* _Texte de lecture_

# # #

Pour l’Allemagne, il ne suffit pas d’en-trer dans la monnaie unique. Les
élus doi-vent pouvoir main-tenir leur politique de rigueur et ne
pas relâcher leurs efforts afin de ne point affaiblir l’euro. Aussi,
un pacte de stabilité a-t-il été mis au point, prévoyant
des sanc-tions à l’encontre des contrevenants. Les situations budgétaires
seraient soumises à une surveillance constante et reliées
à un système d’alerte rapide. Conditions draconiennes qui
permettraient, entre autres, aux Allemands de ne pas regretter leur mark,
synonyme de croissance. Le système de sanctions a cependant été
adouci, la France ayant réussi à y introduire l’élément
“circonstances exceptionnelles”. Toujours sur une même ligne politique,
le président Chirac affirmait à Tony Blair: “L’Europe, ce
n’est pas seulement une monnaie même si cela est capital, notamment
pour faire face au dollar. L’Europe, ce sont des hommes et des femmes”.

# # #

(Enregistrements)

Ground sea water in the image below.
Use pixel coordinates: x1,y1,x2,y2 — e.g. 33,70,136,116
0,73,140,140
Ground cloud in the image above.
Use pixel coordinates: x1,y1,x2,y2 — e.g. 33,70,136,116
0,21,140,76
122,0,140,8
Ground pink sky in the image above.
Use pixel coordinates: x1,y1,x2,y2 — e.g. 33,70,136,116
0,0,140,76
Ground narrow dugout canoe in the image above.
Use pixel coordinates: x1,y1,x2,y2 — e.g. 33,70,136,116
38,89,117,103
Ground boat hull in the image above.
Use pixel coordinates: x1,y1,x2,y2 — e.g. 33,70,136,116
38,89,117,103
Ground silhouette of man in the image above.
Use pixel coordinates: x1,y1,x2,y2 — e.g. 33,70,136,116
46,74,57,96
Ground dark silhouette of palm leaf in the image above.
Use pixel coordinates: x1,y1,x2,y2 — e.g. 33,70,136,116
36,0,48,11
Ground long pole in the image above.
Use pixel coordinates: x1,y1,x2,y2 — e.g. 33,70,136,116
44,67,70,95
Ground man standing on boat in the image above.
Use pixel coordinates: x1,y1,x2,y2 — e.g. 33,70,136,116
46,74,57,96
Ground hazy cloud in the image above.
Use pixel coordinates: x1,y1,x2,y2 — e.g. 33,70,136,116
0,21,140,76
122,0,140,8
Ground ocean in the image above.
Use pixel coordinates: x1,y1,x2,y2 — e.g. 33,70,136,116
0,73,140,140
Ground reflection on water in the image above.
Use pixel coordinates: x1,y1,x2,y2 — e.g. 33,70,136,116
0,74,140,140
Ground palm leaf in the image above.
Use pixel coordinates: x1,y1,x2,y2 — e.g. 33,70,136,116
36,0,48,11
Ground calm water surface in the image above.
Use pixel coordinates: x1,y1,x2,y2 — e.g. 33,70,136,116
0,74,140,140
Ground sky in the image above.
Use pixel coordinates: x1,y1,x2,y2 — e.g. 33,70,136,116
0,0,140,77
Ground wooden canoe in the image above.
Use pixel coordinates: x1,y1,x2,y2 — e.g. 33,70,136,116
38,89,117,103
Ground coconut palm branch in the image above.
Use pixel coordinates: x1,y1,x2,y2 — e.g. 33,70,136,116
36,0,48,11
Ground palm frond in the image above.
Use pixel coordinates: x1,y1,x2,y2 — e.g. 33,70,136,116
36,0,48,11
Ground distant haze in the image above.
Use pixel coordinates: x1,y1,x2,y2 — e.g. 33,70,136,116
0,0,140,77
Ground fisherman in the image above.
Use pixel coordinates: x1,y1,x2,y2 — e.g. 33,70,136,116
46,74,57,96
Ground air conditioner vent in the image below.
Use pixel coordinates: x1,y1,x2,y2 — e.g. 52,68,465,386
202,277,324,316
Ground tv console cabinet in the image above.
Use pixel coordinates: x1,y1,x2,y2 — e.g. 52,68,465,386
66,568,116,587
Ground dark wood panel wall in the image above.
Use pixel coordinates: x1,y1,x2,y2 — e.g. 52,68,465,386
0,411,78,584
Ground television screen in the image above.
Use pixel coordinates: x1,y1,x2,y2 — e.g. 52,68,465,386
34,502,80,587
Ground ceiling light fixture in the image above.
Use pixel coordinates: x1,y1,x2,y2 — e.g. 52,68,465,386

# # #

* _Défis_
1 - Dans le texte sur le pacte de stabilité, quel élément la France a-t-elle réussi à introduire dans le système de sanctions ?
2 - Prolongez le texte sur le pacte de stabilité et l'euro en reprenant après sa dernière phrase.

* _Corrigé des exercices_
1 - L'élément « circonstances exceptionnelles ».

2 -
50.000 travailleurs au chômage, après avoir sillonné
l’Europe, étaient venus manifester à Amsterdam, afin que
les Quinze entendent leurs voix. Les Quinze les ont-ils entendus? Le lundi
16 juin, dès les premières heures du sommet mettant fin à
un suspense prolongé, les quinze chefs d’Etat et de gouvernement
ont adopté le pacte de stabilité budgétaire donnant
satisfaction à la France qui a parlé “d’une même voix”
et, à l’Allemagne, qui a maintenu le pacte dans sa formulation initiale.
Un volet économique et social rééquilibrera ce pacte
et fera l’objet d’un conseil européen spécial dans six mois
au Luxembourg, pays qui assure dès juillet la présidence
de l’Union européenne. Si une résolution sur l’emploi a été
adoptée, il n’en demeure pas moins qu’elle ne devra pas entraîner
des dépenses budgétaires supplémentaires, la Grande-Bretagne
appuyant sur ce plan le point de vue de l’Allemagne. Les uns et les autres
affichent leur satisfaction. La France a, surtout, obtenu des promesses
tandis que l’Allemagne a fait passer intégralement son projet.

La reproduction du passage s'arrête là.